**To be done:** Reproduce the entries from the line containing "point: calf |" through the final line, swapping "Target" for "Label" and leaving everything else unchanged.

(Stored entries)
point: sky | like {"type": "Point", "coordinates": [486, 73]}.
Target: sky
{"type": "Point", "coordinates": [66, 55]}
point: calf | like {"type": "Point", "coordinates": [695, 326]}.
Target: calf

**Result of this exercise:**
point: calf | like {"type": "Point", "coordinates": [695, 326]}.
Label: calf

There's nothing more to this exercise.